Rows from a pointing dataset

^^^^^^^^

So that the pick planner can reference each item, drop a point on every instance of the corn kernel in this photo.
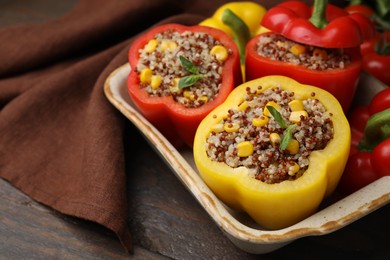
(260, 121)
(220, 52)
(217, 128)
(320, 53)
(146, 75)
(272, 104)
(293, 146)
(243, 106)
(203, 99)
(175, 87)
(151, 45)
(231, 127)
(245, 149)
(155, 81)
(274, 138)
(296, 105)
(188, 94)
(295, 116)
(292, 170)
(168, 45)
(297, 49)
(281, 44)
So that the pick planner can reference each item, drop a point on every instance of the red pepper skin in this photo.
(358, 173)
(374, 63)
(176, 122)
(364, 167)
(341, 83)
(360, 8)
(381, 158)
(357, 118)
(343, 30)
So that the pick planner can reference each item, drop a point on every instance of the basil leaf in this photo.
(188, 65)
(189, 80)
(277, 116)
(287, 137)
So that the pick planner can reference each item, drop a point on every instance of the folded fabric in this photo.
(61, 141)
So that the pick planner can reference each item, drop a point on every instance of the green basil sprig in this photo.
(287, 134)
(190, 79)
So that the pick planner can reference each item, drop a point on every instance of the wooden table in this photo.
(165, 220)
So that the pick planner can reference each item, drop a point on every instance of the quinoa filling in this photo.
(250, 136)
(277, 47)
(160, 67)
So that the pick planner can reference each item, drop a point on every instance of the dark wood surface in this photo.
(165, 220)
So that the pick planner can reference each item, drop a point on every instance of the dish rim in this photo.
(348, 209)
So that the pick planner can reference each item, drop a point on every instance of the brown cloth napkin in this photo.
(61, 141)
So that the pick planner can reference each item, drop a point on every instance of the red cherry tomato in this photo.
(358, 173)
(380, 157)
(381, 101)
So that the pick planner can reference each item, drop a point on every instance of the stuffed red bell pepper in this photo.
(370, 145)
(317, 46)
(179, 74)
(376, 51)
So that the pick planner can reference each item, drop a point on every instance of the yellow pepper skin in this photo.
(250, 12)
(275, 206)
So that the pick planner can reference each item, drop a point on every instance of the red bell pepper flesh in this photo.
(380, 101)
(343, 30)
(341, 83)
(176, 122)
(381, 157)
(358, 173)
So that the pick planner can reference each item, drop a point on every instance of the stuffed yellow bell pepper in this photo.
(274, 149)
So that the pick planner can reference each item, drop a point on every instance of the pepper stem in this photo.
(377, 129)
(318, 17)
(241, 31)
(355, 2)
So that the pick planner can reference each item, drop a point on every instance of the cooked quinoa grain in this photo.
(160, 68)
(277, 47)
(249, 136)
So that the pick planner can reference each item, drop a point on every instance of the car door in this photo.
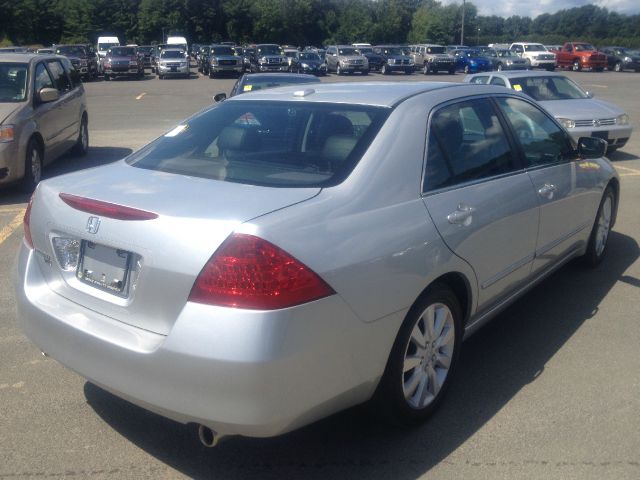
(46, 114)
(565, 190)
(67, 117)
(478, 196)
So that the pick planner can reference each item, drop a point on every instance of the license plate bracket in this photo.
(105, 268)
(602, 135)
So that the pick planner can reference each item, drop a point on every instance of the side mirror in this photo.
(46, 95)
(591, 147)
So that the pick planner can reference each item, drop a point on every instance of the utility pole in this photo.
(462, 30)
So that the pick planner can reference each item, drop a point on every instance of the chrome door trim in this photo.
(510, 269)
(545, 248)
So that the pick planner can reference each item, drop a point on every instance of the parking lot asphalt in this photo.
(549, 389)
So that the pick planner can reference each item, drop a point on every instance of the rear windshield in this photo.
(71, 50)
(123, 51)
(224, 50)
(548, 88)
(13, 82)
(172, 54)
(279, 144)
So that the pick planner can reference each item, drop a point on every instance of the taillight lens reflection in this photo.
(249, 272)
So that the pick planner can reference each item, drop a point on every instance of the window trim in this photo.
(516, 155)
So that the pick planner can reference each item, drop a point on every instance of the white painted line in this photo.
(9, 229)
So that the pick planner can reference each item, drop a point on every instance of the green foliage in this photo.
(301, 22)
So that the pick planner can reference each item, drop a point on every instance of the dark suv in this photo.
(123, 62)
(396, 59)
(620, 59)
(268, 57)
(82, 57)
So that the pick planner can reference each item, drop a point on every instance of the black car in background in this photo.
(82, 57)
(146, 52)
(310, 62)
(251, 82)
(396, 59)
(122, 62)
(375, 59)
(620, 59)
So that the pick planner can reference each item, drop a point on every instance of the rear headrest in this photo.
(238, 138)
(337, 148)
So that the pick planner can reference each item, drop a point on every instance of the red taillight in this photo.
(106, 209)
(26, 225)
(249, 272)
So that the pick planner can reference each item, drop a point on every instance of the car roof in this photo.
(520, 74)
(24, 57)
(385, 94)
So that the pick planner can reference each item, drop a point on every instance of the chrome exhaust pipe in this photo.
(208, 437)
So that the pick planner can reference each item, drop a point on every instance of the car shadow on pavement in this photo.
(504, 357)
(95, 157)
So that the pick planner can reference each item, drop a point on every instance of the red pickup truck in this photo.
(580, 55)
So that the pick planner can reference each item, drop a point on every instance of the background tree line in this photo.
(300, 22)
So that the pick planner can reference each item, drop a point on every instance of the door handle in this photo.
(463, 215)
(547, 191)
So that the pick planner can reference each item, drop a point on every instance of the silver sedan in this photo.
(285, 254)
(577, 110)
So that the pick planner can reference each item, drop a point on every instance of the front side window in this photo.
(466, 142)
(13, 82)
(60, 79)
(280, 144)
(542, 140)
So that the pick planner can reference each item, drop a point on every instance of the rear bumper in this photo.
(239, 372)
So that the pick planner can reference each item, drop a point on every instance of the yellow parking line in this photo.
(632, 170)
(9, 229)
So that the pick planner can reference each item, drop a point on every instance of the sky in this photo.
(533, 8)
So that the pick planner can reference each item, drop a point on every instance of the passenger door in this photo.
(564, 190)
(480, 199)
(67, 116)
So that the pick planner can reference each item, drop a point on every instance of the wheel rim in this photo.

^^^^^^^^

Exercise details
Can you reproduce all of the rows above verbatim, leaving out the pictures?

Exercise solution
So that the pick planner can reference each item, drop a point on every instance of the corn kernel in this photo.
(260, 121)
(220, 52)
(217, 128)
(320, 53)
(146, 75)
(272, 104)
(293, 146)
(243, 106)
(203, 99)
(175, 87)
(151, 45)
(231, 127)
(245, 149)
(155, 81)
(274, 138)
(296, 105)
(188, 94)
(295, 116)
(292, 170)
(168, 45)
(297, 49)
(281, 44)
So that the pick planner can reference each item, drop a point on every instance of the red pepper skin in this photo.
(358, 173)
(374, 63)
(176, 122)
(364, 167)
(341, 83)
(360, 8)
(381, 158)
(357, 118)
(343, 30)
So that the pick planner can reference each item, drop a point on every instance of the basil leaf in this photo.
(188, 65)
(189, 80)
(277, 116)
(287, 137)
So that the pick planner can reference each item, drop a point on every instance of the folded fabric in this photo.
(61, 141)
So that the pick planner can reference each item, drop a point on every instance of the green basil sprig in this photo.
(287, 134)
(190, 79)
So that the pick planner can reference each item, drop a point on every instance of the wooden table in this photo.
(165, 220)
So that the pick planner can reference each item, drop a point on every instance of the quinoa filling in this photo.
(250, 136)
(277, 47)
(160, 67)
So that the pick planner can reference each item, drop a point on every instance of the dark wood surface in this photo.
(165, 220)
So that the pick planner can reference each item, drop a point on every instance of the dish rim in this photo.
(348, 209)
So that the pick planner can reference each item, drop a point on every instance of the brown cloth napkin in this photo.
(61, 141)
So that the pick planner can reference each item, drop a point on every instance of the red cherry tomato in this photo.
(358, 173)
(380, 157)
(381, 101)
So that the pick planner can reference each item, drop a point on every instance of the stuffed red bell pepper in this photo.
(370, 145)
(317, 46)
(179, 74)
(376, 51)
So that the pick planner can reference each item, drop a point on every instance of the yellow pepper skin in this photo.
(250, 12)
(275, 206)
So that the pick planner can reference each item, drop a point on every instance of the red bell pepper flesh in this photo.
(380, 101)
(343, 30)
(341, 83)
(176, 122)
(381, 157)
(358, 173)
So that the pick planner can reference each item, drop a point on every instance of the stuffed yellow bell pepper in this photo.
(274, 149)
So that the pick planner can reference each item, drop a point on every instance of the pepper stem in this photo.
(377, 129)
(318, 17)
(241, 31)
(355, 2)
So that the pick planner can reference each item, drop a point on every instance of the cooked quinoa grain in this photo.
(160, 68)
(277, 47)
(249, 136)
So that the pick planner can reference each item, drop a point on every instance of the car door in this photo.
(46, 114)
(565, 190)
(67, 117)
(478, 196)
So that the pick planner can reference each item, drop a point on every instance of the license plate bracket in this photo.
(105, 268)
(602, 135)
So that the pick planner can reference each item, drop a point on every instance of the side mirror in this photo.
(46, 95)
(591, 147)
So that the pick planner can reference each item, drop a point on every instance of the utility pole in this photo.
(462, 30)
So that the pick planner can reference each item, drop a point on every instance of the chrome door trim in this photo.
(510, 269)
(545, 248)
So that the pick planner can reference each item, drop a point on every instance of the parking lot asphalt in this photo.
(549, 389)
So that the pick planner can reference each item, drop a point on every instance of the rear windshield in this photo.
(71, 50)
(123, 51)
(224, 50)
(548, 88)
(13, 82)
(172, 54)
(279, 144)
So that the pick planner can reference each item, drop a point on every instance of the taillight lens reflection in this photo.
(249, 272)
So that the pick planner can reference each item, drop a point on every instance of the window trim in this photo.
(516, 155)
So that the pick planner can reference each item, drop a point on every instance of the white painted line in this photo.
(9, 229)
So that the pick planner can reference each item, drop a point on every instance of the green foliage in this photo.
(301, 22)
So that the pick planner can reference each item, drop a point on every instance of the dark suv in this photo.
(123, 62)
(396, 59)
(620, 59)
(268, 57)
(82, 57)
So that the pick planner can reference each item, drop a point on every instance of the black car in background in this photo.
(82, 57)
(146, 52)
(310, 62)
(251, 82)
(396, 59)
(122, 62)
(375, 59)
(620, 59)
So that the pick planner can reference each item, drop a point on every instance of the rear headrest in this photo.
(238, 138)
(337, 148)
So that the pick planner can reference each item, drop a point on every instance of the red taillight in this photo.
(106, 209)
(26, 225)
(249, 272)
So that the pick planner can reference each item, drop a point on every instance of the car roof in this photo.
(520, 74)
(24, 57)
(385, 94)
So that the pick planner can reference each item, drop a point on every instance of the chrome exhaust pipe in this photo.
(208, 437)
So that the pick planner can reference each item, drop a point on every instance of the car shadow on pavement in this photo.
(504, 357)
(95, 157)
So that the pick planner can reference each item, drop a point on every instance of the red pickup truck in this photo.
(580, 55)
So that the pick planner can reference each item, drop a point on every instance of the background tree line in this photo.
(300, 22)
So that the pick planner can reference each item, drop a point on every instance of the door handle in this photo.
(463, 215)
(547, 191)
So that the pick planner can reference each item, drop a point on every instance of the silver sedan in this photo.
(285, 254)
(577, 110)
So that the pick planner can reference each item, drop a point on every instance of the front side window in this photo.
(466, 142)
(13, 82)
(60, 79)
(280, 144)
(542, 140)
So that the pick planner can reference each item, drop a point on every instance of the rear bumper in this photo.
(239, 372)
So that the pick planner can reference each item, drop a point on every instance of the yellow parking line in this photo.
(632, 170)
(9, 229)
So that the pick planner can reference each item, drop a point on every instance of the sky in this photo.
(533, 8)
So that the pick planner can reference each item, drop a point on every instance of the passenger door in this photo.
(564, 190)
(480, 199)
(67, 116)
So that the pick planner can reference each item, drop a point on every instance of the wheel rim in this photo.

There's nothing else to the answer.